───── QUOTED TEXT ─────

Tuesday, November 19, 2013

DUI - Physical Control - Can you be arrested even if the officer didn't see you drive?

Did you know you can be arrested for DUI even if the officer failed to witness you driving.  Under the lesser included offense of Actual Physical Control of a Motor Vehicle While Under the Influence of Alcohol and/or Drugs (including marijuana).  This statute is the Physical Control Law -  view it here.

Essentially an officer might witness a person passed out behind the wheel or maybe they ran off the road and they are contacted while still seated in the driver's seat.  If you were readily able to control the motor vehicle you can be charged.  There is, thankfully, an affirmative defense, which I have asserted on behalf of many of my clients.  It is called the safely off the roadway defense.  Basically it is up to the trier of fact (jury or judge) to determine whether your vehicle, at the time of contact with the officer was "safely off the roadway."  The legislature wanted to enable persons who began to drive only to realize they were actually impaired an option.  Either they could continue driving or pull safely off the roadway and sleep it off, call a cab, walk, etc.  Therefore, if you were contacted while seated inside the vehicle and the officer did not witness you driving, you have a built in defense.

───── DATA EXCERPTS ─────

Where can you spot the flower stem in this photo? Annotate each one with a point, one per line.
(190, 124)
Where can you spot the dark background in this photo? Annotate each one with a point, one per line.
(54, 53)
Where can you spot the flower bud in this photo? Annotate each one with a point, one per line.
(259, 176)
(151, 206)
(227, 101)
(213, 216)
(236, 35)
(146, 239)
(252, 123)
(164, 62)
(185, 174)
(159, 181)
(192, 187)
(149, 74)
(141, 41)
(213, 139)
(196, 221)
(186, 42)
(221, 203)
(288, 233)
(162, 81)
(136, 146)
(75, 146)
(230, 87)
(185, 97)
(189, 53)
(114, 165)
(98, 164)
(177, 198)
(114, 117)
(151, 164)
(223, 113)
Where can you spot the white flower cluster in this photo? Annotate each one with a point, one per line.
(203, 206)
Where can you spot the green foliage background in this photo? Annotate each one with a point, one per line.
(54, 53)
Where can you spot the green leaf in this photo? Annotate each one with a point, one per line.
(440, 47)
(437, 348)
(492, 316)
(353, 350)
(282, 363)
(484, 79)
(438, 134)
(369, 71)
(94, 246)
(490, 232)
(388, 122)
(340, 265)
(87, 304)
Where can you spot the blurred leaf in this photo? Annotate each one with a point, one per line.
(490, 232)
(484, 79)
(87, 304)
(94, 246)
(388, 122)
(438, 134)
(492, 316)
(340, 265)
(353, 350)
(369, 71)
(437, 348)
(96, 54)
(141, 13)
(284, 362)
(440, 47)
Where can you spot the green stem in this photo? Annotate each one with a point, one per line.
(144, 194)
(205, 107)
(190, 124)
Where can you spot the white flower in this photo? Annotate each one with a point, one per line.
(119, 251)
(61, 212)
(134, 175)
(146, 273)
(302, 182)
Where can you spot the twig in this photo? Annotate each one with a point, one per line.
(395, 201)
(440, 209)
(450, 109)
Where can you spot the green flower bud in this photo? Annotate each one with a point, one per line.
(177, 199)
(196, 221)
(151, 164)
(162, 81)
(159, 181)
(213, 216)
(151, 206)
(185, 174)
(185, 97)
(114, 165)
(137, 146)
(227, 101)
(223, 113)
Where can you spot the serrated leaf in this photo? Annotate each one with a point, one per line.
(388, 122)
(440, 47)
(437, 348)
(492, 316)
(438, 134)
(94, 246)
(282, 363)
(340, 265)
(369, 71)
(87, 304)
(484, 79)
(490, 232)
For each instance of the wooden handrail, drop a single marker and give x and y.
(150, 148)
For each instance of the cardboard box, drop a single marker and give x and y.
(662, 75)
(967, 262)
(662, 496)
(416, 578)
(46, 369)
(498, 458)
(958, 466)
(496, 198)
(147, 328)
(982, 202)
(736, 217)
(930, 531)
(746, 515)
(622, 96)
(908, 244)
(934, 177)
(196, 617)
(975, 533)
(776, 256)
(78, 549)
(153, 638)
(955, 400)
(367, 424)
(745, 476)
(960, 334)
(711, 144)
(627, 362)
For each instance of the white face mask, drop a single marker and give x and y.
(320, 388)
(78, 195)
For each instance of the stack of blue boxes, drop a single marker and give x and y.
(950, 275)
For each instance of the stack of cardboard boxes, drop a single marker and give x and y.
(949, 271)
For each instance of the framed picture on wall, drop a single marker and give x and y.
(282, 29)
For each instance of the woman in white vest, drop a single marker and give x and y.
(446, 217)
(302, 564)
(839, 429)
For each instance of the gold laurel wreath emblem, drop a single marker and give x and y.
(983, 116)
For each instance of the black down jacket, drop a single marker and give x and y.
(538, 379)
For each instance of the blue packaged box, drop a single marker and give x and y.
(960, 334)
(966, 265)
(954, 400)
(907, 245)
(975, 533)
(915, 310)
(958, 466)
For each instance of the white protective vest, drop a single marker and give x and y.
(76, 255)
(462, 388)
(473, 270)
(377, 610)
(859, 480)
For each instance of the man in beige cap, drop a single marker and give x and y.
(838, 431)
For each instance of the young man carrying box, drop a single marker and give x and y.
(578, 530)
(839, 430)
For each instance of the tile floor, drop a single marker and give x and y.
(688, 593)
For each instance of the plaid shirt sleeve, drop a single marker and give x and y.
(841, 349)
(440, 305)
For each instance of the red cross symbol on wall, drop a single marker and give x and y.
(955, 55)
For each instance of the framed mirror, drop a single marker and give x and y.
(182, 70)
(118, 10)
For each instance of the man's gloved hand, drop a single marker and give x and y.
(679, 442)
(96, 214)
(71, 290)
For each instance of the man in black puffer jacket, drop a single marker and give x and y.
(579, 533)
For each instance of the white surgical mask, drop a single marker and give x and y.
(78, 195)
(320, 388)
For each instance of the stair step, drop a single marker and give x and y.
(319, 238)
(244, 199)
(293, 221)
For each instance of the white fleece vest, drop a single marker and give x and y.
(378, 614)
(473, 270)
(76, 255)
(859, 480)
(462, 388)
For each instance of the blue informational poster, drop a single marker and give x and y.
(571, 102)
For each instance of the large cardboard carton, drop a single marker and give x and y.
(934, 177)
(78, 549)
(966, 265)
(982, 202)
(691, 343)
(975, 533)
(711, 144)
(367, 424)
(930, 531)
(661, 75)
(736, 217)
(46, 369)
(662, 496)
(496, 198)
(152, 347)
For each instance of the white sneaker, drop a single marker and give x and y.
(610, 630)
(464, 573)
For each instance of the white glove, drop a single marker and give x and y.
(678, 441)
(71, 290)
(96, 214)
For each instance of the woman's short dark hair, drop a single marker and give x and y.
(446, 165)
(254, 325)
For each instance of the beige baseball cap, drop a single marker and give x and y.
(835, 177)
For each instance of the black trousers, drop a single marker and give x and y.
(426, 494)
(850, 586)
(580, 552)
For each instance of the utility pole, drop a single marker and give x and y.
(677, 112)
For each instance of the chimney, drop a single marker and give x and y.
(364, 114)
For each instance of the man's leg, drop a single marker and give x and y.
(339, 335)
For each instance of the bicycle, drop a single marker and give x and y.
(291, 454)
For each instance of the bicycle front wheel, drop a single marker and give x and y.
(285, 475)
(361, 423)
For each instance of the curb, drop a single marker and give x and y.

─────

### WORK INSTRUCTIONS:
1. Answer these questions from the post on DUI physical control:
(a) What is the affirmative defense called?
(b) Who decides whether the vehicle was "safely off the roadway"?
(c) Which substance does the post name in parentheses as one of the drugs included?
2. Decide whether each statement agrees with the post on DUI physical control. Answer yes or no, and quote the words from the post that settle each one.
(a) A DUI arrest requires that the officer saw the person driving.
(b) Calling a cab is named as one option for an impaired driver.
(c) The writer has asserted the affirmative defense for many clients.

### OUTPUTS:
1.
(a) The safely off the roadway defense.
(b) The trier of fact, meaning a jury or judge.
(c) Marijuana.

2.
(a) No: "you can be arrested for DUI even if the officer failed to witness you driving"
(b) Yes: "pull safely off the roadway and sleep it off, call a cab, walk, etc."
(c) Yes: "which I have asserted on behalf of many of my clients"